*** SELECTED TEXT

Pushing upstream, we went back to side-drifting rags and bait. Robert strategically maneuvered the boat amid blown-down trees, root wads and sweepers. Though the drifts were short and precise, the water was perfect. Dad landed the first fish here, taken from behind a massive root wad.
Moments later, I hit the fish that brought me here. Robert positioned the boat perfectly as we quickly drifted past a long, partially submerged cottonwood that created the perfect holding spot. Dad drifted the inside seam, me, the one tight to the tree. Just as we prepared to bring in the lines, mine went tight.
The fish darted right at the boat and it was all I could do to keep up. A few head shakes and a quick run, and the tinfoil-bright steelhead tauntingly broke the surface within net’s reach of the boat. When the fat fish turned, the hook pulled out. It all happened so fast, and I did a terrible job of setting the hook. Just like that my big Quinault Reservation steelhead was gone.
“Ah, he was 20 pounds, huh?” I helplessly glanced at Robert.
“Na, I don’t think so,” Robert played it down.
“Seriously, that was a 22 pound fish, wasn’t it?” I came back.
“Na...I think he was bigger than that,” smiled Robert, shooting me a wink.
Quickly, my dreams of catching a monster steelhead that day came and went. It was a helpless feeling, but knowing fish like this can come at any moment, I tried not to let it get me down.
That afternoon the family was together again, catching more steelhead on the Quinault. Be it from the boat, shore, tossing bait, working jigs, pulling plugs or dangling pink worms beneath a float, everything we tried produced fish.

******
*** INFORMATION SHOWN

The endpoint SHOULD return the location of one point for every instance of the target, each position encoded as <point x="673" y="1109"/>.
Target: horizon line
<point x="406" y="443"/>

******

● REQUIRED WORK
1. In the steelhead fishing account, what created the holding spot where the narrator hooked the fish?
2. From the steelhead fishing account, repeat the passage that begins with "The fish darted" and ends with "get me down.".
The data that accompany this account have no connection to the steelhead fishing account.

● ANSWER SET
1. A long, partially submerged cottonwood.

2.
The fish darted right at the boat and it was all I could do to keep up. A few head shakes and a quick run, and the tinfoil-bright steelhead tauntingly broke the surface within net’s reach of the boat. When the fat fish turned, the hook pulled out. It all happened so fast, and I did a terrible job of setting the hook. Just like that my big Quinault Reservation steelhead was gone.
“Ah, he was 20 pounds, huh?” I helplessly glanced at Robert.
“Na, I don’t think so,” Robert played it down.
“Seriously, that was a 22 pound fish, wasn’t it?” I came back.
“Na...I think he was bigger than that,” smiled Robert, shooting me a wink.
Quickly, my dreams of catching a monster steelhead that day came and went. It was a helpless feeling, but knowing fish like this can come at any moment, I tried not to let it get me down.